── Fonte

Teatro / L’evento

Andrea Castelli porta in scena Bruno Kessler. Con i Cantori de Vermei, in una rilettura non scontata

Metti insieme il comico più trentino che ci sia, con la memoria inamovibile del grande politico: «ho letto molto, l’ho studiato, era lungimirante, era più avanti di tutti. Ed agiva con astuzia e fermezza»

di Fabio De Santi

TRENTO. Sarà uno dei volti più noti del teatro trentino, Andrea Castelli, a raccontare Bruno Kessler nello spettacolo che andrà in scena il prossimo martedì 10 dicembre al Teatro Sociale (Inizio ore 19.30; ingresso libero).

Il ricordo dell’avvocato, politico e senatore che segna “Bruno Kessler. Cent’anni“ è stato voluto e ideato in occasione del centenario della nascita di Kessler dalla Fondazione Bruno Kessler e dall’Università di Trento; ad accompagnare nel monologo di e con Andrea Castell, il Coro solandro dei Cantori da Verméi diretto da Alberto Delpero. La regia è di Andrea Franceschini, della Fondazione Bruno Kessler, con la consulenza documentale di Camilla Tenaglia e Maurizio Cau, in un momento in cui si vuole ripercorrere, come ci racconta Castelli in questa intervista, la vita, la carriera e il legame indissolubile di Kessler con il Trentino.

────
── Insieme di dati

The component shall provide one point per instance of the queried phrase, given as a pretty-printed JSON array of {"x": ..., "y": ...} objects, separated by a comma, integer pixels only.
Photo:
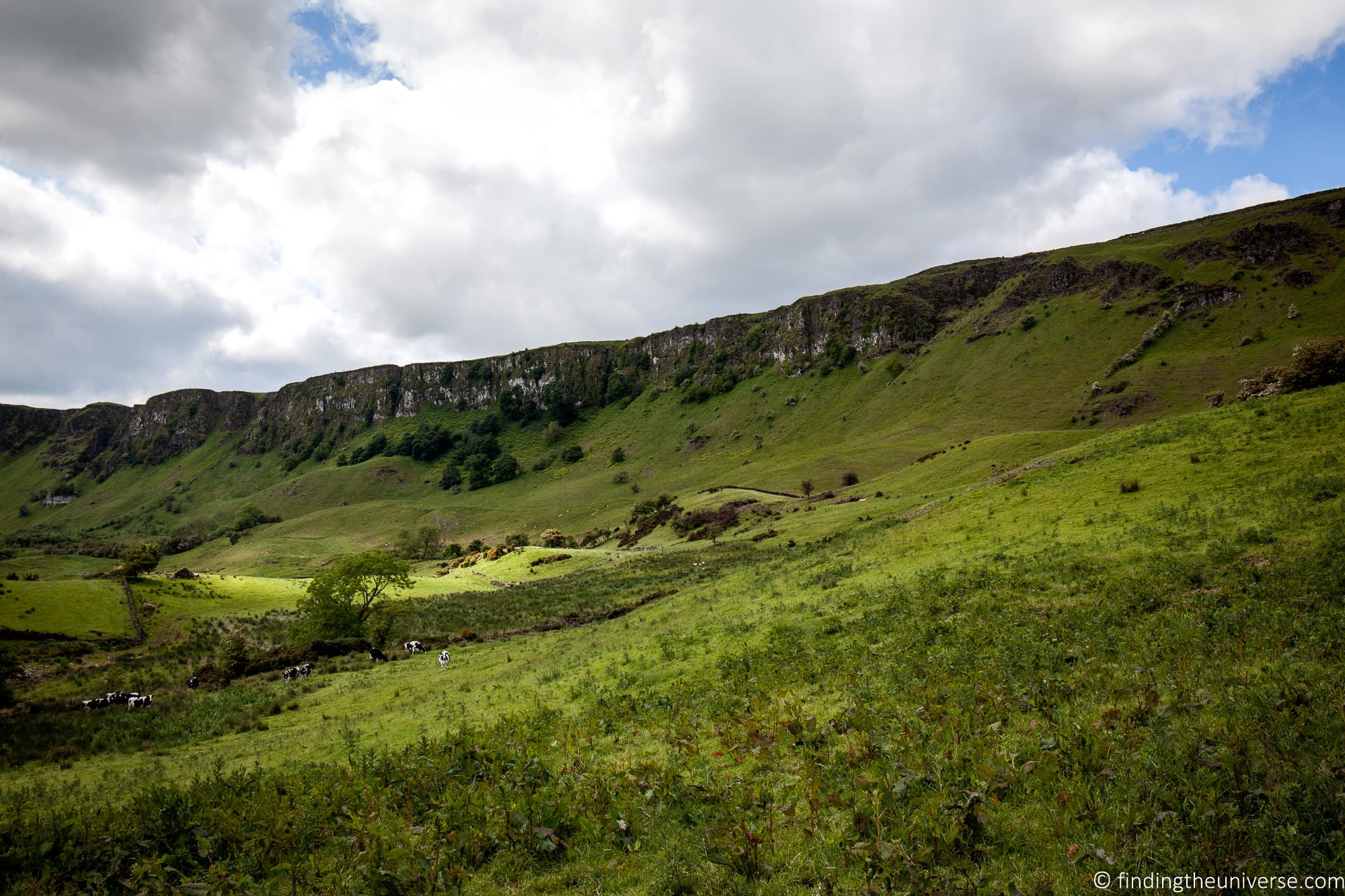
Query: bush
[
  {"x": 232, "y": 657},
  {"x": 451, "y": 479},
  {"x": 1319, "y": 364},
  {"x": 251, "y": 516},
  {"x": 135, "y": 561},
  {"x": 506, "y": 467}
]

────

Consegna. Puoi trascrivere parola per parola il passo dell'articolo sullo spettacolo dedicato a Bruno Kessler compreso tra "Andrea Castelli porta" e "19.30; ingresso libero).", estremi inclusi?

Risultato esercizio.
Andrea Castelli porta in scena Bruno Kessler. Con i Cantori de Vermei, in una rilettura non scontata

Metti insieme il comico più trentino che ci sia, con la memoria inamovibile del grande politico: «ho letto molto, l’ho studiato, era lungimirante, era più avanti di tutti. Ed agiva con astuzia e fermezza»

di Fabio De Santi

TRENTO. Sarà uno dei volti più noti del teatro trentino, Andrea Castelli, a raccontare Bruno Kessler nello spettacolo che andrà in scena il prossimo martedì 10 dicembre al Teatro Sociale (Inizio ore 19.30; ingresso libero).